Il y a, dans ces considérations, plus d’une proposition qui peut sembler hérétique à ceux qui gardent pleinement, au sujet de la substance céleste, les enseignements d’Aristote et d’Averroès ; mais les théories d’Henri de Langenstein, qui assimilent les effets des astres sur les choses d’ici-bas aux effets que ces mêmes choses exercent les unes sur les autres, ne semblent pas de nature à troubler les astrologues peu soucieux de Péripatétisme ; qu’y a-t-il, par exemple, en tout ce que nous venons d’entendre, qui puisse choquer un Claude Ptolémée ?

Que les astrologues ne se hâtent point de mettre notre philosophe hessois au nombre de leurs partisans.

En marge d’un des manuscrits[1] qui nous ont conservé ce que nous venons de rapporter, une main du xve siècle a écrit : « Nota in isto capitulo contra astronomos judiciarios. » Le lecteur qui a fait cette remarque était perspicace.

En effet, le passage que nous citions à l’instant se poursuit en ces termes :

« Ces rayons inflammables [que les astres nous envoient] ainsi que les rayons d’autres espèces, auraient, dans un milieu uniforme, un trajet rectiligne ; selon la diversité des milieux dans lesquels ils pénètrent, ils se réfracteraient en s’écartant ou se rapprochant de la normale ; selon la façon dont le patient souffre leur action ou suivant telle ou telle disposition du patient, ils se réfléchiraient d’une manière ou d’une autre ; tout cela se ferait comme ceux qui traitent de la Perspective l’ont imaginé, au sujet des rayons lumineux et colorés, et l’on prouve par l’observation des phénomènes.

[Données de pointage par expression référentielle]
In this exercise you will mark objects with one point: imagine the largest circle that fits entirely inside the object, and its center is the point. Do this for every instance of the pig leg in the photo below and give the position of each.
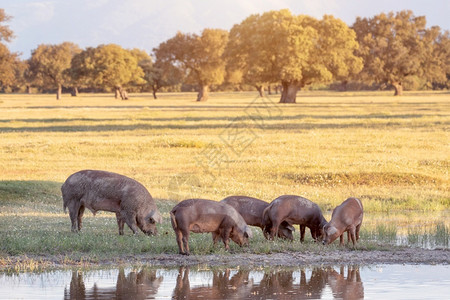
(274, 230)
(352, 234)
(357, 231)
(302, 232)
(216, 236)
(341, 240)
(313, 233)
(185, 240)
(120, 223)
(74, 207)
(179, 237)
(130, 219)
(226, 238)
(80, 216)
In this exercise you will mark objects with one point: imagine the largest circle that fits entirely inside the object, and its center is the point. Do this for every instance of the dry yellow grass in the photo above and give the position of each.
(391, 152)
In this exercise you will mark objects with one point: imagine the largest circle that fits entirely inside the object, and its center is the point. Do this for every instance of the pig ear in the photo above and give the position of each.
(248, 232)
(155, 217)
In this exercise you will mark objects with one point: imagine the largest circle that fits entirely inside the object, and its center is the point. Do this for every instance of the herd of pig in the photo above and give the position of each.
(227, 219)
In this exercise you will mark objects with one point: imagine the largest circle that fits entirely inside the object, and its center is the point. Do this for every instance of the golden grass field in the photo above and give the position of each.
(391, 152)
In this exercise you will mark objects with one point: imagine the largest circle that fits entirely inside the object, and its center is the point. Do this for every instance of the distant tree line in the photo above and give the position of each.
(274, 49)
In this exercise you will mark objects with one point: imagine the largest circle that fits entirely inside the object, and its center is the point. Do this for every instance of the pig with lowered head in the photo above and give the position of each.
(200, 215)
(346, 217)
(294, 210)
(251, 209)
(101, 190)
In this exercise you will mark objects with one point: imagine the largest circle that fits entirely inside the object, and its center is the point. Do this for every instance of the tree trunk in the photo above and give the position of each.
(74, 92)
(398, 88)
(289, 93)
(203, 93)
(121, 92)
(260, 89)
(59, 92)
(154, 89)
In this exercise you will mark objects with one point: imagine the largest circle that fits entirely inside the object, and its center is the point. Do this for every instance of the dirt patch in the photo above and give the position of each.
(333, 257)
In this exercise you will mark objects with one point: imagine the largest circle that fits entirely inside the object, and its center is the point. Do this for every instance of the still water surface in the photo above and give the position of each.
(338, 282)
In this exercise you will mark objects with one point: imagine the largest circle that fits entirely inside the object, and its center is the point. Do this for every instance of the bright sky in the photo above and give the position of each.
(144, 24)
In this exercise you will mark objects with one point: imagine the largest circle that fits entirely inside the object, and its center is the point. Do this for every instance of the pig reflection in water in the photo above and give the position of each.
(274, 284)
(136, 285)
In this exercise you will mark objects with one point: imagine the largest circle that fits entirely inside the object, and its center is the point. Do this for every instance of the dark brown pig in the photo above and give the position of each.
(347, 217)
(251, 209)
(200, 215)
(101, 190)
(294, 210)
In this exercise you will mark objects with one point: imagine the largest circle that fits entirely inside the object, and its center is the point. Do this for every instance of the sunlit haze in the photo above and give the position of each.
(144, 24)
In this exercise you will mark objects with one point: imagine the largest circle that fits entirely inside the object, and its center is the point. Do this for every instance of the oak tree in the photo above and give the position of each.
(395, 46)
(199, 57)
(109, 67)
(296, 50)
(48, 65)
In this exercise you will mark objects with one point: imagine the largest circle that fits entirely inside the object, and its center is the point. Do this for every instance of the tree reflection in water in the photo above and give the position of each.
(279, 283)
(136, 285)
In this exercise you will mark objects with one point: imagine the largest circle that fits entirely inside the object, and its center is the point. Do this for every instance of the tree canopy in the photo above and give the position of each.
(49, 65)
(275, 47)
(395, 46)
(107, 66)
(199, 57)
(294, 50)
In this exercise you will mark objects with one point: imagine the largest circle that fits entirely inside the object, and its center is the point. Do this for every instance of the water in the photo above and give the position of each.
(338, 282)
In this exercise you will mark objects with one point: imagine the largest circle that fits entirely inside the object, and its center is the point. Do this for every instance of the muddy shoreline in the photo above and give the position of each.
(288, 259)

● CONSIGNE
Poursuivez le texte sur Henri de Langenstein et les astrologues en reprenant après sa dernière phrase.

● RÉPONSE
» Remarquons, pour la radiation lumineuse, quels sont les effets de cette variation. Le rayonnement de la lumière solaire est simple dans la source qui le produit, il est homogène au sein d’un milieu homogène, il a partout même nature. Cependant, selon que les corps qui le reçoivent sont disposés par telle ou telle qualité, qu’ils s’offrent à lui dans telle ou telle situation, que leur surface affecte telle ou telle figure, leurs angles de réflexion ou de réfraction en sont changés ; par là surviennent ici-bas une foule d’effets admirables, comme les phénomènes de l’arc-en-ciel, du halo, du périhélie, comme les couleurs variées dont se teignent les nuages.

  1. Bibliothèque Nationale, fonds latin, mi. no 14580, fol. 207, col. c.